Required work:
Reproduce each of the records below word for word, leaving every line unchanged.

Materials provided:
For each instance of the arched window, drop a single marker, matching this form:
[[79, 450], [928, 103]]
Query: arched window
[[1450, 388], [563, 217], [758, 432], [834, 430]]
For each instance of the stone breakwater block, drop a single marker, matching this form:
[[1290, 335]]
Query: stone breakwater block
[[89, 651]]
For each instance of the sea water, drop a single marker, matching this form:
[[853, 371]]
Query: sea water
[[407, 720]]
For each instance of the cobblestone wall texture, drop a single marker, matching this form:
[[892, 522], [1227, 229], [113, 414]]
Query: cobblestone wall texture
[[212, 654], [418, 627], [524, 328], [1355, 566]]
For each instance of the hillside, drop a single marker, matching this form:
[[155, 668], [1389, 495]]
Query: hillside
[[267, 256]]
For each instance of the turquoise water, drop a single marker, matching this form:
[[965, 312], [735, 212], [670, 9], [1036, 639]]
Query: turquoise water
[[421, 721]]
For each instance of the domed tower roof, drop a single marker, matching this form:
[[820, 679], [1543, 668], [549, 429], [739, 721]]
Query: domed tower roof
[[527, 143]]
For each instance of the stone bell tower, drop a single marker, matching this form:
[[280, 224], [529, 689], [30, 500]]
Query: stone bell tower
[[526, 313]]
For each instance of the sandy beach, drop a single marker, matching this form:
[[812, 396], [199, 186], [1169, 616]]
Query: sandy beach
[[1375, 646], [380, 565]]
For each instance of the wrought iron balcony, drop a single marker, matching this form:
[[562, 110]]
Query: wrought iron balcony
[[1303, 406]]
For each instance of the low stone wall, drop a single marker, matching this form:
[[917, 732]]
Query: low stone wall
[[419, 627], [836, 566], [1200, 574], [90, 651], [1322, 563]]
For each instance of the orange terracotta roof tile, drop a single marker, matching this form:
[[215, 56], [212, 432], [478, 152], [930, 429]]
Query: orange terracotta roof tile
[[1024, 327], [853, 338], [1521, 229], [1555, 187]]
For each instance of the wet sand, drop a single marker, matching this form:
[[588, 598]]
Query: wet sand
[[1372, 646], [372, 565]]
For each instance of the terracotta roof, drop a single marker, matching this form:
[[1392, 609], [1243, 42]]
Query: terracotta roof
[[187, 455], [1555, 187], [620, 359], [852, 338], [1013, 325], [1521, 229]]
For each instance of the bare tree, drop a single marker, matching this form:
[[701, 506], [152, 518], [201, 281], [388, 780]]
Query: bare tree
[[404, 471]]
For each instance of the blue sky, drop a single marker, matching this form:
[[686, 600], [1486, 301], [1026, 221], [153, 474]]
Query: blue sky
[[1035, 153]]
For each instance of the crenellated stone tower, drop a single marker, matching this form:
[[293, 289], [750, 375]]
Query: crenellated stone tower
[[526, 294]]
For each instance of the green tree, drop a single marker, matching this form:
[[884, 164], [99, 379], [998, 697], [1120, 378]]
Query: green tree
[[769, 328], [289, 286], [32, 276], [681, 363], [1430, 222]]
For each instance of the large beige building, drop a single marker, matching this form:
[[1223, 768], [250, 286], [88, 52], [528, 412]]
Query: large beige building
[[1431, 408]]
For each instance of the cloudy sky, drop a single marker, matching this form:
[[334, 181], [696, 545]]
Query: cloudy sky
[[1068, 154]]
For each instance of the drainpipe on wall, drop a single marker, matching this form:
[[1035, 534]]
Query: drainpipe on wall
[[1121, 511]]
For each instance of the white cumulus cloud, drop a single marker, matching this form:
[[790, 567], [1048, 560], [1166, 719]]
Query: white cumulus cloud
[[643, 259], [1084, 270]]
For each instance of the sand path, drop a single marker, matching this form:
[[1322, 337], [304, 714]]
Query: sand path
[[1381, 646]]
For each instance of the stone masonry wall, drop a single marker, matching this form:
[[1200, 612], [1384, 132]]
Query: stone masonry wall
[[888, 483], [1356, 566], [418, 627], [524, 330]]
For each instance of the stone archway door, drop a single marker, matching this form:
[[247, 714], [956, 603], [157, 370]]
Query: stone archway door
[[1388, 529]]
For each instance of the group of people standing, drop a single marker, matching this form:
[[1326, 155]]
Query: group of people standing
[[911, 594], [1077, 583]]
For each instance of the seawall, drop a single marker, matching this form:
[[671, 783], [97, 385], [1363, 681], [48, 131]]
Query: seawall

Response:
For each instance of the arched window, drop a single marker, matching this form:
[[79, 450], [928, 103]]
Query: arched window
[[1450, 388], [563, 217], [758, 432], [834, 430]]
For each instance of the stone breakwater block, drop a single marker, matching this form:
[[1290, 335]]
Query: stone breakwater block
[[89, 651]]
For each instance of the sea water, drop a single marker, matching this form:
[[853, 371]]
Query: sea water
[[407, 720]]
For each instance of the cobblestone wall texture, drop a single marker, matching this form:
[[892, 522], [1227, 229], [113, 414]]
Query: cobblestone wall texture
[[212, 654], [418, 627], [524, 328], [1355, 566]]
For each instance of the hillside, drop a single marker, matching this form:
[[155, 668], [1389, 495]]
Query: hillside
[[267, 256]]
For each instance of the turquoise water, drop a single marker, matching this form:
[[965, 312], [735, 212], [670, 9], [1036, 639]]
Query: turquoise water
[[421, 721]]
For each instance of the domed tower roof, drop a single marker, matching this form:
[[820, 679], [1543, 668], [549, 429], [739, 721]]
Query: domed tower roof
[[527, 143]]
For each instance of the stone bell tower, drop a single marker, matching this form:
[[280, 224], [529, 689], [30, 500]]
Query: stone bell tower
[[526, 313]]
For each instance of the sandy beach, drop a single marker, matching this form:
[[812, 396], [199, 186], [1169, 616]]
Query: sandy beach
[[1375, 646], [380, 565]]
For each instance of the wrought iron balcony, drop a single marker, matching this form:
[[562, 110]]
Query: wrought iron balcony
[[1303, 406]]
For each instance of the low stone wall, drop a single marker, matching this form:
[[917, 732]]
Query: low stone wall
[[419, 627], [836, 566], [1200, 574], [90, 651], [1322, 563]]
For each instance of the orange terracotta roof tile, drop a single marker, matching this form:
[[215, 56], [212, 432], [478, 152], [930, 429]]
Query: orange terracotta roof tile
[[1024, 327], [853, 338], [1521, 229], [1555, 187]]
For each instance of the wet sand, drop a single marker, matching this form:
[[588, 598]]
Query: wet sand
[[1372, 646], [372, 565]]
For each instance of the terracotta roof, drop a single marker, matching this form:
[[1392, 609], [1243, 42]]
Query: terracotta roof
[[187, 455], [1555, 187], [620, 359], [852, 338], [1013, 325], [1521, 229]]
For each instance of the bare tree, drop a single marker, matching this form:
[[701, 506], [152, 518], [201, 281], [388, 780]]
Query: bare tree
[[404, 471]]
For each instance of the blue sky, drop a single marker, matching this form:
[[686, 600], [1486, 301], [1026, 221], [153, 474]]
Query: blue sky
[[1035, 153]]
For each instance of the crenellated stone tower, drop a single marker, matching this form:
[[293, 289], [750, 375]]
Query: crenellated stone tower
[[526, 294]]
For each instance of the green tree, drop a single marker, matching this form:
[[884, 164], [99, 379], [998, 697], [1120, 378]]
Query: green tree
[[769, 328], [289, 286], [32, 276], [681, 363], [1430, 222]]
For each instance of the large beige building, drop a single marker, matching this form:
[[1223, 768], [250, 286], [88, 52], [528, 412]]
Query: large beige building
[[1431, 408]]
For each instance of the cloudy sky, drop a single marker, matching this form:
[[334, 181], [696, 545]]
Query: cloudy sky
[[1068, 154]]
For each instance of the drainpipe on wall, drop a single marker, matching this form:
[[1035, 534]]
Query: drainpipe on wall
[[1121, 511]]
For each instance of the white cumulus cloud, drop a single marker, matching this form:
[[790, 567], [1048, 560], [1166, 719]]
Query: white cumulus cloud
[[643, 259], [1084, 270]]
For each instance of the sand path, drop a single marker, matching this form:
[[1322, 337], [304, 714]]
Query: sand path
[[1381, 646]]
For each instance of the stone masonry wall, drop a single marker, matching this form:
[[1200, 612], [1384, 132]]
Query: stone masonry wall
[[888, 483], [1356, 566], [418, 627], [524, 330]]
For each instance of the stone archway door, drop a single marker, matching this form:
[[247, 714], [956, 603], [157, 370]]
Query: stone archway door
[[1388, 529]]
For each instance of the group of people standing, drop a single marker, matching this form:
[[1326, 155]]
Query: group of people standing
[[911, 594], [1077, 583]]
For each instance of the seawall, drop a single marker, matching this form:
[[671, 783], [97, 385], [1363, 681], [48, 131]]
Query: seawall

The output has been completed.